READING TEXT.
Stripped to its core, Count Zero is a meditation on the quest for immortality, questioning what consciousness is, and what it means to ride and be ridden. Gibson refers to it as his favorite of the three books, and I’ve seen this opinion expressed elsewhere as well. As for me, I most enjoyed Mona Lisa Overdrive, set seven years after the events of Count Zero. Mona Lisa Overdrive is a true capstone to what is an unexpected, incidental trilogy. There is also a sense of the self-referential, of self-consciousness in the writing as well. Ghosts, vampires, and even a golem of sorts all appear within these pages, while the voodoo gods from Count Zero are still out there in the matrix.
Where there were three overlapping plot lines in Count Zero, there are four in Mona Lisa Overdrive. It is the longest in the series, and not only neatly integrates the history outlined in the first two books, but also succinctly ties them together in the end, with a cast of characters that includes several from the previous two books. Bobby Newark returns, only now he’s been jacked into a massive piece of biosoft, disconnected from the matrix, attended by a determined medic named Cherry. He washes up in a barren waste near New Jersey called Dog Solitude, a trash heap, scrapyard, construction site. Next is Mona, who grew up on a catfish farm and can’t read. Mona’s sometime boyfriend, sometime pimp, is Eddy, who hooked her up with a serious suit, a corporate man named Prior, who wants to make her look just like Angela Mitchell, also from Count Zero. Angela is rich, a star for media multinational Sense/Net. She hasn’t seen Bobby since becoming internationally famous and has just recently kicked an expensive drug habit. The drugs kept the Loa, the voodoo gods, out of her head, but now that she’s kicked the habit, she finds the voices have returned to warn her. Kumiko, a young girl from Tokyo who has been sent to London, has a “ghost” named Colin to watch over her, an AI only she can see that has been provided by her father, a wealthy Yakuza widower, in the wake of her mother’s death. Kumiko finds London an exciting yet troubling place, and finds herself in the capable hands of Sally Shears, a.k.a Molly. Someone has blackmailed Molly into kidnapping Angela, but Molly is determined to find out who’s behind it all. It turns out that that person might just be dead to begin with.
Taken as a whole, the Sprawl Trilogy remains cutting-edge science fiction even though it is over a decade old. It challenges while entertaining, and explores cyberspace as if it were Tartarus, a demanding land where ghosts and spirits interact with data, where riches are to be had as credit, or information, where Baron Samedi, Papa Legba, and their cohorts manipulate the land of the living. It is certainly worth reading, and will likely remain a benchmark, a staple of science fiction, for years to come.

COMPLETE THE FOLLOWING.
• A. Rewrite the review from "Stripped to its" to "in the matrix.", replacing "immortality" with "eternal life".
• B. Summarize the review in two sentences.
• C. According to the review, why has Angela started hearing the voices again?

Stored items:
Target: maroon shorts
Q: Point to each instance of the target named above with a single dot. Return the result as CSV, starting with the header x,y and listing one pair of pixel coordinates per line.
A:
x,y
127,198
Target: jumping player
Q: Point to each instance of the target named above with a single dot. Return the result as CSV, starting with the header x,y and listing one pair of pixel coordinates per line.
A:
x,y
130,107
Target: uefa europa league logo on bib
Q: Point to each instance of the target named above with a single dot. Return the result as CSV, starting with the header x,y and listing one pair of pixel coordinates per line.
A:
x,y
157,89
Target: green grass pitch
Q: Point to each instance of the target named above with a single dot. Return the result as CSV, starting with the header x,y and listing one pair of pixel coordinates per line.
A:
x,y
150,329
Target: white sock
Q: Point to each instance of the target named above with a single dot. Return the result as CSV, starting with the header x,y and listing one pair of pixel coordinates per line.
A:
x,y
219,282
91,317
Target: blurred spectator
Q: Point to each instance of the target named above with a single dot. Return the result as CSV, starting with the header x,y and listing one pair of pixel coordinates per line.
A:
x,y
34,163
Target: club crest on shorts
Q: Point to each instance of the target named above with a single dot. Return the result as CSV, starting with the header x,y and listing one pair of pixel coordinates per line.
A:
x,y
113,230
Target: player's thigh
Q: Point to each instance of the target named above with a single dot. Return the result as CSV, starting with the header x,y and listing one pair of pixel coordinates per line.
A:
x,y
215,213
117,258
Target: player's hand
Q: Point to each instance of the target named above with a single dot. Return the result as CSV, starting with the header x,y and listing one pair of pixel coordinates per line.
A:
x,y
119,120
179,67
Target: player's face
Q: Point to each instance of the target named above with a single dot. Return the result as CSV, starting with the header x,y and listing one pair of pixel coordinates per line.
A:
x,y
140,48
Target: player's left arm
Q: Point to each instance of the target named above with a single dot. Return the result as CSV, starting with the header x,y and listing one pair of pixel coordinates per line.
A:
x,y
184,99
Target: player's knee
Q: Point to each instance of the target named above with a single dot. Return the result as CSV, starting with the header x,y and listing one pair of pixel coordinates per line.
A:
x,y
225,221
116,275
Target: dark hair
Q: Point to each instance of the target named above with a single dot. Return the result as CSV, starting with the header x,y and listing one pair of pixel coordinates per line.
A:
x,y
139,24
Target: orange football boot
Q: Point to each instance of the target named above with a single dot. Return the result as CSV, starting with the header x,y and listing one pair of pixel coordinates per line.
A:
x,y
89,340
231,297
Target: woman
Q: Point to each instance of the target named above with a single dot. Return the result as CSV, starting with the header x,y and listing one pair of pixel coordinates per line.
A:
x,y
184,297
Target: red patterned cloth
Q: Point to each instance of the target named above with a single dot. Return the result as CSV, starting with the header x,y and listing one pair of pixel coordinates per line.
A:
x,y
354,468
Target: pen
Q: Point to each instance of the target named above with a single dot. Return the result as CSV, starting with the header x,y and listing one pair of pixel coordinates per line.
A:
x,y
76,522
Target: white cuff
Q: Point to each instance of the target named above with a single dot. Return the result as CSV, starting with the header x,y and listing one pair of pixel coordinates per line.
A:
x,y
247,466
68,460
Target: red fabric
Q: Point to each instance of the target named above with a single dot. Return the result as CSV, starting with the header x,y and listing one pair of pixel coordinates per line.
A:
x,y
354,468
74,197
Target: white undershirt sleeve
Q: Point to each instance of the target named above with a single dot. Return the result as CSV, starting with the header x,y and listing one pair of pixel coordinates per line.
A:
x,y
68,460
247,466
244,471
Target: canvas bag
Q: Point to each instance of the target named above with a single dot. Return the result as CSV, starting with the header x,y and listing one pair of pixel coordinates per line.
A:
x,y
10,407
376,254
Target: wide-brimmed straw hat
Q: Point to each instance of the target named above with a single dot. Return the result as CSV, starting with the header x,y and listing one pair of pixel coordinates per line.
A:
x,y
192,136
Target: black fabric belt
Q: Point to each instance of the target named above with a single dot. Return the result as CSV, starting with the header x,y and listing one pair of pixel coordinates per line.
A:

RESPONSES.
• A.
Stripped to its core, Count Zero is a meditation on the quest for eternal life, questioning what consciousness is, and what it means to ride and be ridden. Gibson refers to it as his favorite of the three books, and I’ve seen this opinion expressed elsewhere as well. As for me, I most enjoyed Mona Lisa Overdrive, set seven years after the events of Count Zero. Mona Lisa Overdrive is a true capstone to what is an unexpected, incidental trilogy. There is also a sense of the self-referential, of self-consciousness in the writing as well. Ghosts, vampires, and even a golem of sorts all appear within these pages, while the voodoo gods from Count Zero are still out there in the matrix.

• B. The review presents Count Zero as a meditation on immortality and consciousness. It names Mona Lisa Overdrive as the writer's favorite, a capstone that ties the first two books together through four plot lines, and judges the Sprawl Trilogy still cutting-edge science fiction worth reading.

• C. The drugs she had been taking kept the Loa, the voodoo gods, out of her head. Now that she has kicked the habit, their voices have returned to warn her.